SHORT TASK >> Return, character for character, the lines from the one bearing "Target: procession of women" through the end of the material. Omit everything before that line.

DATA IN THIS EXERCISE >>
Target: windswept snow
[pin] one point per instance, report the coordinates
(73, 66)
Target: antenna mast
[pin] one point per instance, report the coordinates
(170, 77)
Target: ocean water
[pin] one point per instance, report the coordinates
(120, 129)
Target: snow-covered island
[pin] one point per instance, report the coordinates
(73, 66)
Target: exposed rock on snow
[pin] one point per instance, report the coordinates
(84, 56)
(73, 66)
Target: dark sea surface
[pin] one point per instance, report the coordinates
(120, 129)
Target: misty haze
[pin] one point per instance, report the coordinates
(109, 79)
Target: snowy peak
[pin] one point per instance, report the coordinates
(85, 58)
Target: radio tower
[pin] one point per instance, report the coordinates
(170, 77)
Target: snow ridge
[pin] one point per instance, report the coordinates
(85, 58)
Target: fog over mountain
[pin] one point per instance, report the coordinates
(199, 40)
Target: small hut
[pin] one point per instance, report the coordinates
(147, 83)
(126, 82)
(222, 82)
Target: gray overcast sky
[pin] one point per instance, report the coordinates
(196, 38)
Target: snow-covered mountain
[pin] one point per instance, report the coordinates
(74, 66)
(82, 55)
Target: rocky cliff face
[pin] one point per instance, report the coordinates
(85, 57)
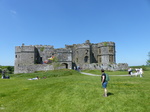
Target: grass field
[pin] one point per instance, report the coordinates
(69, 91)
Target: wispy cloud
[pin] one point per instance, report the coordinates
(13, 12)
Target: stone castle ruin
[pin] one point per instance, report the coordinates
(31, 58)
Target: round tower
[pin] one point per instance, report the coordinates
(106, 53)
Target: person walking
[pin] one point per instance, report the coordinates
(104, 82)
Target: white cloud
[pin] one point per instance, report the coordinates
(13, 12)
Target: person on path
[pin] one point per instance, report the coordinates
(104, 82)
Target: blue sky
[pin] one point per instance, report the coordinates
(60, 22)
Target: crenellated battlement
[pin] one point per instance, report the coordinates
(85, 55)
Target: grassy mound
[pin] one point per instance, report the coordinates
(69, 91)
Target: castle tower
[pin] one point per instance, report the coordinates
(106, 53)
(24, 55)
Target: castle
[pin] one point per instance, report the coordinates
(31, 58)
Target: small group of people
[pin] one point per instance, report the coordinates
(4, 76)
(77, 68)
(138, 71)
(36, 78)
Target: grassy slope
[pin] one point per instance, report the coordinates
(74, 93)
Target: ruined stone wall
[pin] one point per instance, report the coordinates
(87, 56)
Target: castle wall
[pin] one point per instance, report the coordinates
(87, 55)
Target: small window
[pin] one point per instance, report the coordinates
(86, 59)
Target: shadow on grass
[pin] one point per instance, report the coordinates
(109, 94)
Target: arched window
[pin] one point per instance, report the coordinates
(86, 59)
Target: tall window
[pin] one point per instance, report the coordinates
(76, 59)
(111, 49)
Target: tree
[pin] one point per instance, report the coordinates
(148, 61)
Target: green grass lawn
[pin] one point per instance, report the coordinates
(69, 91)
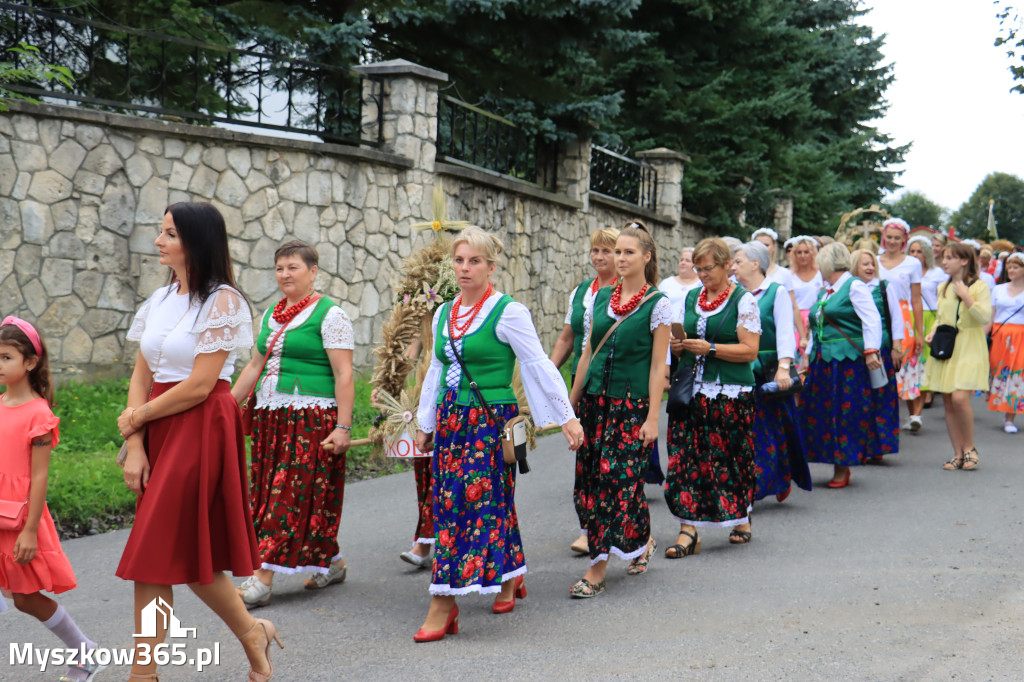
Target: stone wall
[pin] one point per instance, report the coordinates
(82, 195)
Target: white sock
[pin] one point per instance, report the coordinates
(61, 625)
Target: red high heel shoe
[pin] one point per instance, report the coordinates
(451, 628)
(507, 606)
(843, 482)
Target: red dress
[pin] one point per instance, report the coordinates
(50, 569)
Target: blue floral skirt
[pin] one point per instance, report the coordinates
(608, 493)
(779, 459)
(476, 533)
(838, 412)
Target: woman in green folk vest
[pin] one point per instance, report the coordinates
(838, 409)
(602, 247)
(615, 377)
(779, 459)
(712, 478)
(301, 428)
(477, 547)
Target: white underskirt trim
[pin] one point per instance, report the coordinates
(715, 524)
(290, 570)
(446, 591)
(621, 554)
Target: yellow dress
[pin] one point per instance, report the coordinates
(968, 369)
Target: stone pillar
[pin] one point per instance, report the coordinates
(669, 193)
(408, 96)
(573, 171)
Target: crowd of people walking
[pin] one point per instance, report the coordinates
(767, 368)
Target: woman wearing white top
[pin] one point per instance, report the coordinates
(680, 284)
(779, 457)
(838, 410)
(477, 546)
(783, 276)
(923, 249)
(864, 266)
(301, 428)
(903, 274)
(186, 456)
(1007, 353)
(807, 280)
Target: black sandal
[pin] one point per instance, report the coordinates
(679, 551)
(739, 537)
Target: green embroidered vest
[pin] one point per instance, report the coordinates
(736, 374)
(576, 321)
(827, 340)
(625, 373)
(304, 365)
(491, 360)
(768, 350)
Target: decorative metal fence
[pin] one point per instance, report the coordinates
(128, 70)
(614, 175)
(471, 135)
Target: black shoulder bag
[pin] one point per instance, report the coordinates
(681, 387)
(512, 450)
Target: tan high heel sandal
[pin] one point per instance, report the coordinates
(262, 629)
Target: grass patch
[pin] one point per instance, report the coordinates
(86, 492)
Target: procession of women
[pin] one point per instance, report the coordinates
(766, 369)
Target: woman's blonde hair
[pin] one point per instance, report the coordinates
(638, 230)
(714, 247)
(927, 247)
(833, 258)
(604, 237)
(481, 242)
(855, 261)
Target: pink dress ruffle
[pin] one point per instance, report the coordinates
(49, 570)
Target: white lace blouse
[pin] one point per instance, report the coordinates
(336, 329)
(546, 392)
(749, 317)
(171, 333)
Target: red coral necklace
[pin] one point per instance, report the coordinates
(616, 295)
(459, 330)
(708, 307)
(283, 315)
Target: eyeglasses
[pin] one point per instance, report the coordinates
(706, 270)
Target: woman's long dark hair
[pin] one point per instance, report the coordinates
(204, 237)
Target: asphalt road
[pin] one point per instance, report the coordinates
(910, 573)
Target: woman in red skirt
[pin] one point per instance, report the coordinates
(186, 458)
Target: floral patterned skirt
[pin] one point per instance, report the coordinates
(297, 488)
(839, 414)
(779, 459)
(608, 493)
(711, 479)
(477, 544)
(1007, 361)
(424, 500)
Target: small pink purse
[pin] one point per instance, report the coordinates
(13, 514)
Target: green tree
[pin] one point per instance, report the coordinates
(1008, 190)
(918, 209)
(1012, 37)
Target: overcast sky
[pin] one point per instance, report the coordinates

COMPLETED EXERCISE >>
Target: procession of women
[pin] one point per instance, report the coordinates
(766, 369)
Target: woman's blonde hair
[pin] one point per instance, report the coordinates
(638, 230)
(714, 247)
(927, 247)
(833, 258)
(604, 237)
(481, 242)
(855, 261)
Target: pink dress ruffle
[pin] one point per instance, report the coordinates
(49, 570)
Target: white lace blouse
[pin] one point per instance, report the coordinates
(336, 329)
(546, 392)
(749, 317)
(171, 333)
Target: red coral necklace
[pin] one point per instance, report the coordinates
(616, 295)
(459, 330)
(708, 307)
(283, 315)
Target: eyeglasses
[pin] one point per instance, report the coordinates
(706, 270)
Target: woman's long dark hair
[pin] one point per instance, report the coordinates
(204, 237)
Target: asphalt road
[pin] one point per instance, report the coordinates
(910, 573)
Target: woman in red skirt
[pin] one point per instance, report the coordinates
(186, 458)
Target: floral patterned skirt
[pin] one point per instance, report the coordinates
(297, 488)
(839, 414)
(779, 459)
(608, 493)
(711, 479)
(477, 544)
(1007, 361)
(424, 500)
Target: small pink purse
[pin] one point per instance, report the coordinates
(13, 514)
Target: green tree
[pin] one point per instance, report the coordinates
(1008, 190)
(918, 209)
(1012, 37)
Target: overcast sky
[pin] one point per instance, report the coordinates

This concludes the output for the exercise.